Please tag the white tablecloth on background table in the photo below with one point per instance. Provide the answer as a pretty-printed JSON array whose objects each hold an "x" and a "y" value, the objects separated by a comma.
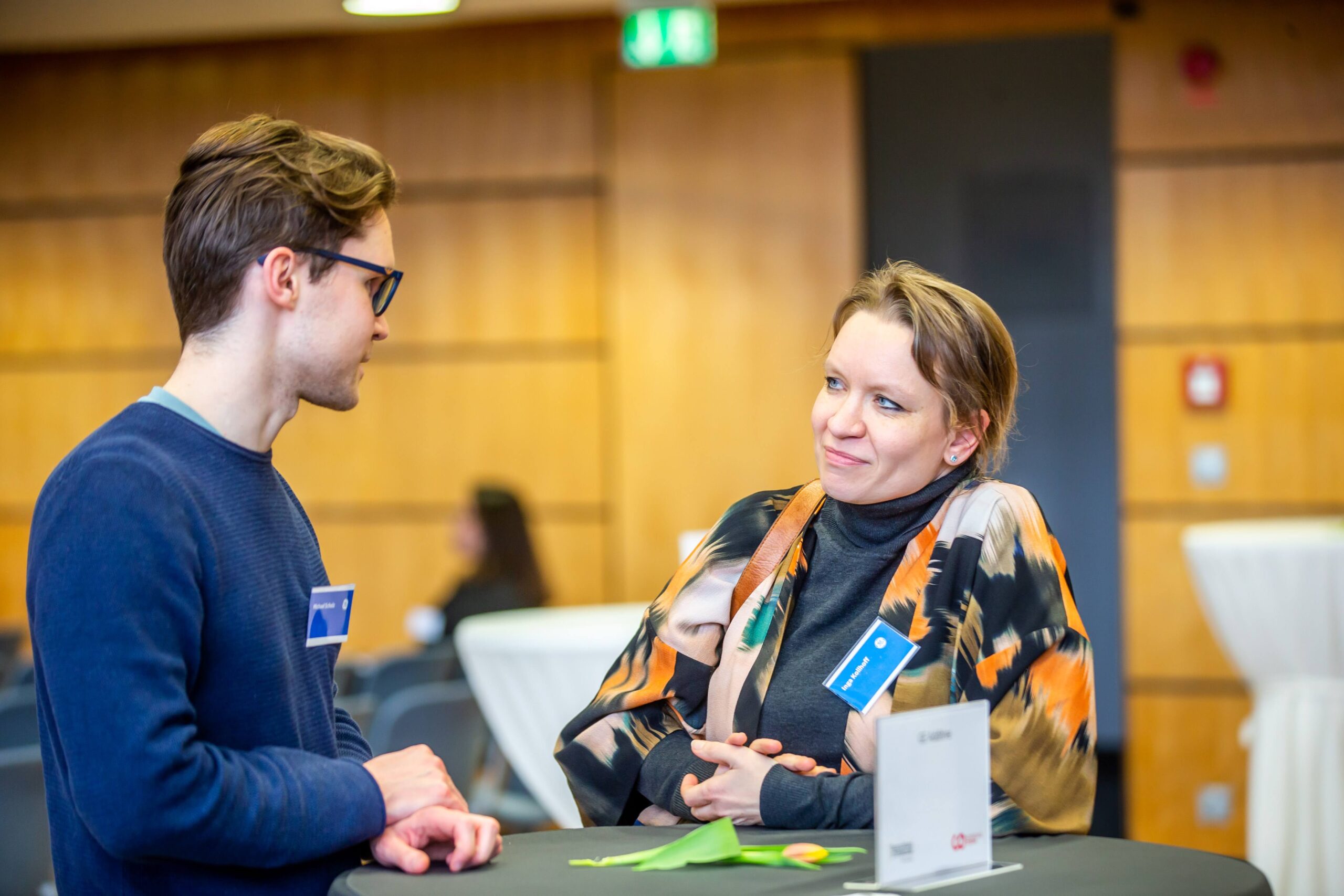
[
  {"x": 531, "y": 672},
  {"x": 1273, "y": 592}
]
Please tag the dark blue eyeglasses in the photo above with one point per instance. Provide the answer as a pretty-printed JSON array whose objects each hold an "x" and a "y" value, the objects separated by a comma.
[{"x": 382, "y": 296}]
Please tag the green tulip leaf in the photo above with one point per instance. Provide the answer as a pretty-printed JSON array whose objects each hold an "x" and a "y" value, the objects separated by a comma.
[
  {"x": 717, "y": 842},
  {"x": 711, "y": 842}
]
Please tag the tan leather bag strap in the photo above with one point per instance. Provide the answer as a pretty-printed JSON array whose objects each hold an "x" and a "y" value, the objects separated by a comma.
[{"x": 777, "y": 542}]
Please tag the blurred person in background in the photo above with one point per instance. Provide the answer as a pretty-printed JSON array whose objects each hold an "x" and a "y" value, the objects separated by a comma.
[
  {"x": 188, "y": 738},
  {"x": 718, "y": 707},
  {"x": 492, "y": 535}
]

- - -

Give back all the records above word for word, but leave the pictures out.

Please tag the white tablecloth on background table in the photo below with one point per instance. Provide the answer as a pretty-printed JSON array whose objects each hold an "x" and a "y" value, the objects separated by a comma.
[
  {"x": 531, "y": 672},
  {"x": 1273, "y": 592}
]
Please tag the dark blue eyeglasses in the photo above with one point per instance. Provide the answer as a pretty-printed JSON array whose objects each hold an "x" and a "y" value, the objects separated by a comma.
[{"x": 382, "y": 296}]
Please tag the green tulip leaf in the photo above with one point per instance. Provide the answer as a pretty-printed JSON array whose objects each hold an "x" and a "y" value, the objects separated by a comma.
[
  {"x": 717, "y": 842},
  {"x": 711, "y": 842}
]
Please tag the tan leather bag strap in the photo above with one point per instance. Provide the answer as a pretty-printed JSON array whose objects each hold an "x" and a "y" value, the objects separated by a comma.
[{"x": 777, "y": 542}]
Please tag the blurred person in background in the photo above with one point per instance. Provide the answer as a pretty-printed JSON array whose objects each hold an "x" and a "y" value, the objects separated by a comma.
[
  {"x": 188, "y": 738},
  {"x": 718, "y": 707},
  {"x": 492, "y": 535}
]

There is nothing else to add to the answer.